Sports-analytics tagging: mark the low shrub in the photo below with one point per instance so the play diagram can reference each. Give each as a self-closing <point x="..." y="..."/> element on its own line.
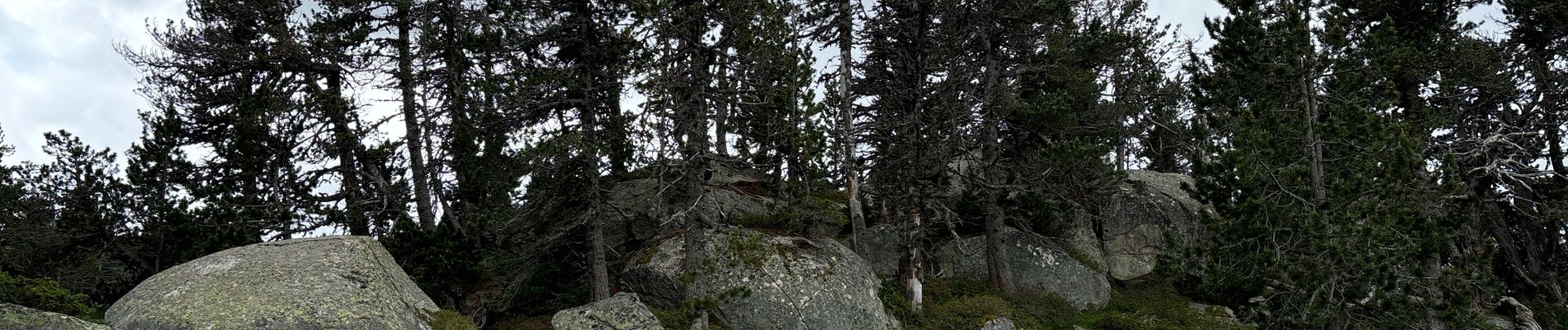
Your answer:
<point x="966" y="314"/>
<point x="446" y="319"/>
<point x="46" y="295"/>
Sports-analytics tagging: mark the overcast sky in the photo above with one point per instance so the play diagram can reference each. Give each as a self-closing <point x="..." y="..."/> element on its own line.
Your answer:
<point x="59" y="69"/>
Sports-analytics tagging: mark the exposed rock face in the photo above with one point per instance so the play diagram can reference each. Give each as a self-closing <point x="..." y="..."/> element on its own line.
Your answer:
<point x="637" y="213"/>
<point x="1038" y="263"/>
<point x="999" y="324"/>
<point x="1132" y="224"/>
<point x="623" y="312"/>
<point x="1514" y="314"/>
<point x="22" y="318"/>
<point x="881" y="249"/>
<point x="338" y="282"/>
<point x="764" y="282"/>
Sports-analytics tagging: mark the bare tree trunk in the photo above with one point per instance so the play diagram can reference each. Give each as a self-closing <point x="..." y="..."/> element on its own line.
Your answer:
<point x="848" y="163"/>
<point x="911" y="266"/>
<point x="599" y="272"/>
<point x="411" y="120"/>
<point x="347" y="163"/>
<point x="1313" y="146"/>
<point x="690" y="102"/>
<point x="998" y="268"/>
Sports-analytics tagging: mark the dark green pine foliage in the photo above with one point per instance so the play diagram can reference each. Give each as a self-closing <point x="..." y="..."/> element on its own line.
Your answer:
<point x="1329" y="214"/>
<point x="1060" y="132"/>
<point x="914" y="120"/>
<point x="766" y="96"/>
<point x="1528" y="224"/>
<point x="242" y="85"/>
<point x="580" y="61"/>
<point x="158" y="182"/>
<point x="68" y="221"/>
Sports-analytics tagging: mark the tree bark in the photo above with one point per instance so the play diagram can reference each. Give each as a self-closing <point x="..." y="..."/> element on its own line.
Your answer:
<point x="411" y="120"/>
<point x="1313" y="146"/>
<point x="911" y="271"/>
<point x="848" y="163"/>
<point x="347" y="163"/>
<point x="998" y="268"/>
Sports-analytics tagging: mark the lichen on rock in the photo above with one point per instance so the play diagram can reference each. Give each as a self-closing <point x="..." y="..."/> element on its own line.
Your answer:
<point x="22" y="318"/>
<point x="766" y="282"/>
<point x="338" y="282"/>
<point x="621" y="312"/>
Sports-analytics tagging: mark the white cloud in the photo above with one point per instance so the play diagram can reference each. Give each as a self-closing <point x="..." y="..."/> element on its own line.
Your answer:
<point x="59" y="71"/>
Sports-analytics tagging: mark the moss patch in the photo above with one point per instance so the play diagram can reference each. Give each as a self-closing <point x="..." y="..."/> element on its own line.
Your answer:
<point x="954" y="304"/>
<point x="689" y="312"/>
<point x="446" y="319"/>
<point x="47" y="296"/>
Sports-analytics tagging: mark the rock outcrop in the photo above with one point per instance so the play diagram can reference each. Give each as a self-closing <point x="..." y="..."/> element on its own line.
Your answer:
<point x="764" y="282"/>
<point x="1129" y="233"/>
<point x="623" y="312"/>
<point x="338" y="282"/>
<point x="999" y="324"/>
<point x="637" y="211"/>
<point x="22" y="318"/>
<point x="1038" y="263"/>
<point x="881" y="249"/>
<point x="1512" y="314"/>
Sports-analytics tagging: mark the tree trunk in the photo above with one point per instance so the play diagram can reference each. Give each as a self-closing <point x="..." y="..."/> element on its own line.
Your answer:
<point x="1313" y="146"/>
<point x="998" y="268"/>
<point x="847" y="163"/>
<point x="911" y="271"/>
<point x="411" y="120"/>
<point x="347" y="163"/>
<point x="693" y="125"/>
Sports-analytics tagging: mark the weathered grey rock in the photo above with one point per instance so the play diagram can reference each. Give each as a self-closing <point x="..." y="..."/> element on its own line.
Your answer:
<point x="1219" y="314"/>
<point x="881" y="249"/>
<point x="1517" y="314"/>
<point x="1038" y="263"/>
<point x="764" y="282"/>
<point x="999" y="324"/>
<point x="623" y="312"/>
<point x="22" y="318"/>
<point x="338" y="282"/>
<point x="1134" y="224"/>
<point x="635" y="211"/>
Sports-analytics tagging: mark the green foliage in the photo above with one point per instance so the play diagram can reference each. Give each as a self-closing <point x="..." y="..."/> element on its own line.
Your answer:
<point x="1155" y="307"/>
<point x="442" y="262"/>
<point x="687" y="314"/>
<point x="750" y="249"/>
<point x="801" y="214"/>
<point x="446" y="319"/>
<point x="968" y="312"/>
<point x="45" y="295"/>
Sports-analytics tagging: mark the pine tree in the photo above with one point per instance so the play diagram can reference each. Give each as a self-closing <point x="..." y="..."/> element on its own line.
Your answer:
<point x="914" y="120"/>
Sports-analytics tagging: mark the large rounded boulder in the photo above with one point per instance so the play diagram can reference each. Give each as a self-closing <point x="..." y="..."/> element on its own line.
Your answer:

» TASK TO CARRY OUT
From the first record above to the last, output each one exactly and omit the pictures.

» RESULT BELOW
Sports-analytics tagging: mark the low shrub in the photo below with one point per instance so the play diagram can reference each. Give each as a self-closing <point x="..." y="..."/> element on its own line.
Your answer:
<point x="966" y="314"/>
<point x="446" y="319"/>
<point x="46" y="295"/>
Sports-analytics tagging: mark the overcast sky in the photo above with one point per instance so the play diagram can reference each. Give each as a self-closing <point x="..." y="..."/> element on its own line.
Your answer:
<point x="59" y="69"/>
Sports-analytics tagging: mark the exposed rock face in the photo above with one point per instance so the play diagram can reference each. Give each as a self-closing <point x="..." y="..."/> element on its own line.
Your answer:
<point x="637" y="213"/>
<point x="1038" y="263"/>
<point x="999" y="324"/>
<point x="1132" y="224"/>
<point x="623" y="312"/>
<point x="1514" y="314"/>
<point x="22" y="318"/>
<point x="881" y="249"/>
<point x="338" y="282"/>
<point x="764" y="282"/>
Sports-analytics tagging: mark the bare tree trunk in the photo above with one point per instance so the play diagram can reference each. Give each as a self-closing <point x="..." y="..."/> element on its own line.
Your answer:
<point x="848" y="163"/>
<point x="911" y="266"/>
<point x="599" y="272"/>
<point x="411" y="120"/>
<point x="347" y="163"/>
<point x="1313" y="146"/>
<point x="690" y="102"/>
<point x="998" y="268"/>
Sports-analytics tagging: mark the dark green pine foliage in the photo above with one point per instance so the play diagram can reference each. Give each as a self-closing <point x="..." y="..."/> element on its own line.
Your answer:
<point x="1329" y="214"/>
<point x="1060" y="132"/>
<point x="914" y="120"/>
<point x="766" y="96"/>
<point x="1528" y="224"/>
<point x="242" y="85"/>
<point x="580" y="61"/>
<point x="158" y="182"/>
<point x="68" y="221"/>
Sports-analytics tagging: mark the tree bark in the photo above with one point per instance so the play diagram can reference each. Give each as a self-closing <point x="..." y="..."/> element on its own line.
Your answer:
<point x="411" y="120"/>
<point x="1313" y="146"/>
<point x="911" y="271"/>
<point x="848" y="163"/>
<point x="347" y="163"/>
<point x="998" y="268"/>
Sports-analytics tagging: mark the lichen on rock in the photo above with one point per instance so the play diagram can reference each. Give each as a self-closing <point x="..." y="..."/> element on its own line.
Your answer:
<point x="22" y="318"/>
<point x="766" y="282"/>
<point x="338" y="282"/>
<point x="621" y="312"/>
Sports-analytics tagging: mark the white cloud in the photo above with one point per instance so the play diagram can reference each. Give each as a self-closing <point x="..." y="..."/> element on its own line.
Your answer:
<point x="59" y="71"/>
Sports-analytics tagging: mark the moss patch in the photo above with one point per instance so the play diagram can reference each. Give each as a self-closing <point x="..." y="..."/> element on its own line.
Your answer:
<point x="954" y="304"/>
<point x="689" y="312"/>
<point x="446" y="319"/>
<point x="47" y="296"/>
Sports-analytics tagging: mark the rock outcrop in the photo above with one point per instance so the play diagram can reference each. Give each as a self-closing <point x="..." y="..."/> element on its own line.
Your answer:
<point x="764" y="282"/>
<point x="1129" y="233"/>
<point x="623" y="312"/>
<point x="338" y="282"/>
<point x="999" y="324"/>
<point x="637" y="211"/>
<point x="22" y="318"/>
<point x="1038" y="263"/>
<point x="881" y="249"/>
<point x="1512" y="314"/>
Sports-analytics tagging: mark the tree trunk in the photo above with one point per instance so the play diagram can reference each. Give each as a self-closing <point x="..." y="..."/> element on its own line.
Your answer:
<point x="1313" y="146"/>
<point x="998" y="268"/>
<point x="847" y="163"/>
<point x="911" y="271"/>
<point x="411" y="120"/>
<point x="347" y="163"/>
<point x="693" y="125"/>
Sports-analytics tagging: mark the weathered grey rock in the photo above with one point per instance so the play diagram can reference each. Give each as a self-closing <point x="..." y="..."/> element on its own line.
Your answer:
<point x="1219" y="314"/>
<point x="881" y="249"/>
<point x="1517" y="314"/>
<point x="1038" y="263"/>
<point x="764" y="282"/>
<point x="999" y="324"/>
<point x="623" y="312"/>
<point x="22" y="318"/>
<point x="338" y="282"/>
<point x="1134" y="224"/>
<point x="635" y="211"/>
Sports-analytics tagging: mark the green foliage in the photo above with one point per instance so the play diagram can reference each. Give each as a self-closing <point x="..." y="..."/> element on its own line.
Your answer:
<point x="1155" y="307"/>
<point x="442" y="262"/>
<point x="687" y="314"/>
<point x="750" y="249"/>
<point x="801" y="214"/>
<point x="446" y="319"/>
<point x="968" y="312"/>
<point x="45" y="295"/>
Sports-analytics tagging: mark the pine tree in the photo above with one point per instance so the play diagram can reference each. Give each as a self-closing <point x="..." y="..."/> element on its own line.
Your answer:
<point x="914" y="120"/>
Sports-analytics tagging: mark the large rounded boulder in the photo above with one point per instance so the play diagram can reference each. Give each as a self-closing <point x="..." y="..."/> element on its own line.
Your answer:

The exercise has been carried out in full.